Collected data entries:
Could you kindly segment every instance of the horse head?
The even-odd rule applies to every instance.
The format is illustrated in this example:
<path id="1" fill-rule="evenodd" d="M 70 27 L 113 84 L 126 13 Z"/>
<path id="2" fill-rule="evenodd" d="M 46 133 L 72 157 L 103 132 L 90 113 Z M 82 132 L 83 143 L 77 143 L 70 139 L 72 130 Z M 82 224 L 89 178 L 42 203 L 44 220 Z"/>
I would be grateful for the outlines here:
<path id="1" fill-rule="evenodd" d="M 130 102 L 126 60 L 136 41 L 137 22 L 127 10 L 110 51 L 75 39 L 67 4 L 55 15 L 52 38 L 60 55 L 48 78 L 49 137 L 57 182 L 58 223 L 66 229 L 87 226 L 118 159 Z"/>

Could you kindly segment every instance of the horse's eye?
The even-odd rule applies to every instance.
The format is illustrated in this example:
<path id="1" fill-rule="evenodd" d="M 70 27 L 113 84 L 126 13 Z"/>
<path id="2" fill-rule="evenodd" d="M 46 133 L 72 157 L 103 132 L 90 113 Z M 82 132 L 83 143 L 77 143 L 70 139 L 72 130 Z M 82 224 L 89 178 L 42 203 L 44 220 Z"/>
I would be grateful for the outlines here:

Aim of the task: Duplicate every row above, keeping each line unchanged.

Task output:
Could you kindly segment every instance of the horse head?
The even-odd rule applies to every instance.
The format is illustrated in this example:
<path id="1" fill-rule="evenodd" d="M 70 27 L 113 84 L 126 13 Z"/>
<path id="2" fill-rule="evenodd" d="M 46 133 L 72 157 L 103 132 L 90 113 Z M 82 132 L 83 143 L 77 143 L 70 139 L 72 130 Z M 82 224 L 89 178 L 42 203 L 44 220 Z"/>
I would be grateful for the outlines here:
<path id="1" fill-rule="evenodd" d="M 130 102 L 126 60 L 136 41 L 137 22 L 127 10 L 110 51 L 75 39 L 67 4 L 55 15 L 52 38 L 60 55 L 48 78 L 49 137 L 57 182 L 58 223 L 66 229 L 87 226 L 118 159 Z"/>

Could you kindly segment every instance of the horse's eye?
The even-odd rule applies to every instance.
The format is illustrated in this example:
<path id="1" fill-rule="evenodd" d="M 70 27 L 113 84 L 126 13 Z"/>
<path id="2" fill-rule="evenodd" d="M 46 133 L 72 157 L 103 132 L 90 113 Z M 82 132 L 83 143 L 77 143 L 70 139 L 72 130 Z M 82 224 L 89 178 L 42 203 L 44 220 Z"/>
I would be grateful for the outlines here:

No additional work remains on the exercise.